* **Goal A**: According to the Commission ruling on Ozark's rehearing request, what voting interest creates a rebuttable presumption of control?
* **Goal B**: Please continue the Commission ruling on Ozark's rehearing request from its last sentence.

┌─ Document

2. Commission Ruling
    The Commission rejects Ozark's request for rehearing. Ozark argues 
that the Commission's definition of ``control'' is inconsistent with 
the existence of a rebuttable presumption. We disagree. Section 161.2 
states that ``control (including the terms `controlling,' `controlled 
by,' and `under common control with') includes, but is not limited to, 
the possession, directly or indirectly and whether acting alone or in 
conjunction with others, of the authority to direct or cause the 
direction of the management or policies of a company. A voting interest 
of 10 percent or more creates a rebuttable presumption of 
control.''25 In Order No. 497-A, the Commission specifically 
addressed the issue of joint venture pipelines and stated that 
overlapping interests create an incentive to grant an affiliate 
preference.26 The Commission applied the definition in section 
161.2 to several pipelines that had requested rehearing, including High 
Island Offshore System, U-T Offshore System, Trailblazer Pipeline 
Company, Sea Robin Pipeline Company, Northern Border Pipeline Company 
and Great Lakes Gas Transmission Company.27 In Tenneco, the court 
upheld the definition of control and the way in which the Commission 
applied it to Northern Border Pipeline Company. In considering Ozark's 
petition for review, the court remanded the Commission's application of 
the term ``control'' but not the definition of the term. Thus, Ozark's 
request for review of the definition of control is a collateral attack 
on Order No. 497-A and the Commission rejects it.
---------------------------------------------------------------------------

    \2\518 CFR 161.2.
    \2\6Order No. 497-A at 31,593.
    \2\749 FERC 61,340 (1989).

└─
┌─ Dataset entries

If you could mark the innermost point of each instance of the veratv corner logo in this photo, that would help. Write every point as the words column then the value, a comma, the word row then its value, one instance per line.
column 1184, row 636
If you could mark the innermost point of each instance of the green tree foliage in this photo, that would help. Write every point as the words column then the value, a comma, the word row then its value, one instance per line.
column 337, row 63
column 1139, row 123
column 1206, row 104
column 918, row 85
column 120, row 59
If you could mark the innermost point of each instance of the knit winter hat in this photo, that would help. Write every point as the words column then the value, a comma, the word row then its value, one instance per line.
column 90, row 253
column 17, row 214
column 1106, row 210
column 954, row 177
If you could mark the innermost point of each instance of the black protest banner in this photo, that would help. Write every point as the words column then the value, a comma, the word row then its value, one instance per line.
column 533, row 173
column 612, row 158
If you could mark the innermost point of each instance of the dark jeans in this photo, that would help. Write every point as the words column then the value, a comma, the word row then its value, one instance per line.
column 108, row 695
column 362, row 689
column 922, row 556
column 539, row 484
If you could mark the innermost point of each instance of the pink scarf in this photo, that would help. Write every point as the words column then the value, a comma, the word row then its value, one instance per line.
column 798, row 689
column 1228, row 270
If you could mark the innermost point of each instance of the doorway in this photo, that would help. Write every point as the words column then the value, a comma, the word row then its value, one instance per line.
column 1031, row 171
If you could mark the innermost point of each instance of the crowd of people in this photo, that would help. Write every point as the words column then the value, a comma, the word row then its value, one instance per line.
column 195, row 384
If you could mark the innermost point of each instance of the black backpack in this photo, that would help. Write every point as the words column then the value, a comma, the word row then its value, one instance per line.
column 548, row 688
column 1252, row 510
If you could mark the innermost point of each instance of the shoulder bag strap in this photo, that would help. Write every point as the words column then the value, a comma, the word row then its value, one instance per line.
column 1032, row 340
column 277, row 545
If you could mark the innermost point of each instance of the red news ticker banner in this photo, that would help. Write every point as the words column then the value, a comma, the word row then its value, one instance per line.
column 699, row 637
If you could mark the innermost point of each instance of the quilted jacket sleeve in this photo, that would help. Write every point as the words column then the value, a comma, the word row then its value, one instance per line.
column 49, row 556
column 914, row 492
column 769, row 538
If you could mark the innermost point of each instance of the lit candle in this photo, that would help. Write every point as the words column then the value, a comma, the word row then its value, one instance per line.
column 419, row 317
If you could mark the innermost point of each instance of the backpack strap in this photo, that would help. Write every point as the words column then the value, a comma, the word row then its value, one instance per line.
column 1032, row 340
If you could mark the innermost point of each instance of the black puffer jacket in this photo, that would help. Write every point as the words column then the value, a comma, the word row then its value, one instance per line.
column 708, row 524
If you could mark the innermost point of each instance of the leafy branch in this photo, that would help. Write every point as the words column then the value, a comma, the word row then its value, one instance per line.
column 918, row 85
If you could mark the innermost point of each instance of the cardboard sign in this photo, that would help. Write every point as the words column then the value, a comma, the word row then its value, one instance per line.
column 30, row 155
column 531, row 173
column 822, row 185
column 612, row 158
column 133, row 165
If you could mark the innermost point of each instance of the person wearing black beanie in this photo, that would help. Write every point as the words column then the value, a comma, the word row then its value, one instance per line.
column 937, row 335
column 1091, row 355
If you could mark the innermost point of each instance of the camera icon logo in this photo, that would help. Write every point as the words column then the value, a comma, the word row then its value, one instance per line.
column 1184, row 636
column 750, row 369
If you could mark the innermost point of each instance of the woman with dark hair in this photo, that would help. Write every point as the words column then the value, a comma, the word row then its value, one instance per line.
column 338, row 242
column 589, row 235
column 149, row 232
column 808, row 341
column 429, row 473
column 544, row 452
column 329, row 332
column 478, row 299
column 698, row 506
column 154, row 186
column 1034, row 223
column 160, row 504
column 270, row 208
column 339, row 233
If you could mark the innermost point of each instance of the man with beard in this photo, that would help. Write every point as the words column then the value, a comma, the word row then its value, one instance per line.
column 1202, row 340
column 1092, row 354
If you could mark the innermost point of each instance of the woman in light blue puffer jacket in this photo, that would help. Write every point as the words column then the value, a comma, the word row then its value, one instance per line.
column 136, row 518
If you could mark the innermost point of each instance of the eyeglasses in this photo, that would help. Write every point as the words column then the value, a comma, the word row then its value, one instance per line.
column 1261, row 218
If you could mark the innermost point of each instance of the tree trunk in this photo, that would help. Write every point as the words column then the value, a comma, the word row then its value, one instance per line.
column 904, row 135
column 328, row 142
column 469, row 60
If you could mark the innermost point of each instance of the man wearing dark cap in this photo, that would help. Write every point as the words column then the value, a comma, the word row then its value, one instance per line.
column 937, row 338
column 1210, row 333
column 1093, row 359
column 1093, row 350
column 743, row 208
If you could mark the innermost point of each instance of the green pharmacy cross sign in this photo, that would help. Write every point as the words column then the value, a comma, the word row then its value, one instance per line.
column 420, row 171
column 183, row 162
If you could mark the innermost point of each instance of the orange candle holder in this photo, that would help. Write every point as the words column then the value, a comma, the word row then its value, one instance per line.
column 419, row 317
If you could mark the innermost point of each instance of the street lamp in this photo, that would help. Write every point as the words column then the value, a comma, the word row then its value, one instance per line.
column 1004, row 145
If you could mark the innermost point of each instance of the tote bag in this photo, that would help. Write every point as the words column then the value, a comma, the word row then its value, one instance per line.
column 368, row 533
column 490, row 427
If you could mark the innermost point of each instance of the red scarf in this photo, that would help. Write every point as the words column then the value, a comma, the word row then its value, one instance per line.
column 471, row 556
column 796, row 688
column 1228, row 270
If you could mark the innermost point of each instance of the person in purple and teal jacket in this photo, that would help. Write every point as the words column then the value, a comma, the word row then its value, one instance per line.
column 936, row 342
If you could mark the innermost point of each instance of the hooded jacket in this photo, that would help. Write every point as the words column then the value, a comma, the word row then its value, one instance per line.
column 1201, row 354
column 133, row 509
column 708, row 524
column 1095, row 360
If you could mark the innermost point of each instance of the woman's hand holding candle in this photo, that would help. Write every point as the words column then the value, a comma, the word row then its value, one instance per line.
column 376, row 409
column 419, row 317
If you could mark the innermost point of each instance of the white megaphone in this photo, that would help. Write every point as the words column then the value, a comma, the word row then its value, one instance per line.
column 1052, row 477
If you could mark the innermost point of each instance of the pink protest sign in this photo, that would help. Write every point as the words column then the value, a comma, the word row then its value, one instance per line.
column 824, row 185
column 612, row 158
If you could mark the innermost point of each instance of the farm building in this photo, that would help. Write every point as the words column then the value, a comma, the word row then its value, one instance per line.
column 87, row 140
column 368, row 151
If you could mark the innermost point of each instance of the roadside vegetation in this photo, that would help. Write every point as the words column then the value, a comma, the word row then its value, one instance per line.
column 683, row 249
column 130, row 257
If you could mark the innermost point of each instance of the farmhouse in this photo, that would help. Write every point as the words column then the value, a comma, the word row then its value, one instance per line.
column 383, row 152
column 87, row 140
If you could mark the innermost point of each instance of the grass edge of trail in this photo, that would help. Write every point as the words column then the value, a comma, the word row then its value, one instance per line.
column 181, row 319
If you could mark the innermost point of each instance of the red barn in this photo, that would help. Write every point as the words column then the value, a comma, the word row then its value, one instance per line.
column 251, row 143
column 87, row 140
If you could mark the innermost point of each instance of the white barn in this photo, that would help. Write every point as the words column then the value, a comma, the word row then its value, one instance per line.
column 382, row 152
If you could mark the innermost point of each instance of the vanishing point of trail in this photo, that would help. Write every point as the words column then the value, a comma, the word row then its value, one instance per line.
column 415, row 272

└─

* **Task output A**: A voting interest of 10 percent or more.

* **Task output B**:
---------------------------------------------------------------------------

    To consider whether there is control here, we will review all the 
evidence Ozark has submitted on the issue. On March 10, 1987, Ozark 
filed an application under section 7 of the Natural Gas Act for a 
certificate of public convenience and necessity. In that application, 
Ozark stated that it is a partnership and submitted its partnership 
agreement, which shows that Ozark is jointly owned by four 
partners,28 that the partnership will be managed by a management 
committee, which will consist of equal representatives from each 
partner, and will be operated by OPGC. In addition, OPGC selects the 
President of Ozark, who also acts as the CEO and the Chairman of the 
management committee. On July 5, 1988, Ozark emphasized that its 
General Partnership agreement specifies that no action may be taken by 
the management committee except by unanimous approval. On January 3, 
1993, Ozark presented, for the first time, a partial copy of a 
corporate resolution dated June 26, 1991. This states that ``the 
President of Ozark or his designee is hereby authorized to execute 
interruptible transportation agreements on behalf of Ozark.'' Because 
Ozark's partners ceded to the President the authority to enter into 
interruptible transportation agreements, no partnership vote is 
required. All of Ozark's firm capacity is committed to Tennessee Gas 
Pipeline Company and Columbia Gas Transmission Corporation. Therefore, 
Ozark claims that its partners cannot ``control'' transportation either 
affirmatively or negatively through veto power.
---------------------------------------------------------------------------

    \2\8Ozark's owners are:
    1. Ozark Gas Pipeline Corporation (OPGC), which is a direct 
subsidiary of USX Corporation. Other subsidiaries include, TXO 
Production Company, Marathon Oil Company and Delhi Gas Marketing 
Corporation. The activities of TXO Production Company, the marketing 
affiliate, have been subsumed into Marathon Oil Company. However, 
TXO Production Corporation still ships on Ozark, as does Delhi Gas 
Marketing Corporation, another marketing affiliate.
    2. Tennessee Ozark Gas Pipe Company, which is a wholly-owned 
subsidiary of Tennessee Gas Pipeline Company, which is in turn, a 
wholly owned subsidiary of Tenneco, Inc. Tennessee's marketing 
affiliate is Tenngasco Corporation (Tenngasco), which is a shipper 
on Ozark.
    3. Columbia Gulf Transmission, which is a wholly-owned 
subsidiary of the Columbia Gas System, Inc. Columbia Gas' marketing 
affiliate, Columbia Gas Development Corporation ships on Ozark; and
    4. Caney River Transmission Company, which is a wholly-owned 
subsidiary of ONEOK, Inc.
---------------------------------------------------------------------------

    We disagree. The partners still have authority to direct the 
management and policies of Ozark and could, at any time, revoke the 
authority over interruptible transportation from the President. 
Moreover, under the terms of the partnership agreement, OPGC selects 
the President of Ozark and operates Ozark. OPGC's marketing affiliates 
ship on Ozark. OPGC has the requisite control described in section 
161.2 of the Commission's regulations because it operates Ozark and, 
through the President it selects, manages the pipeline.
    In addition, ``control'' is not limited to authority over firm or 
interruptible transportation. Informal actions of the management 
committee or the partners could provide the marketing affiliates with 
significant advantages, such as non-public transportation information.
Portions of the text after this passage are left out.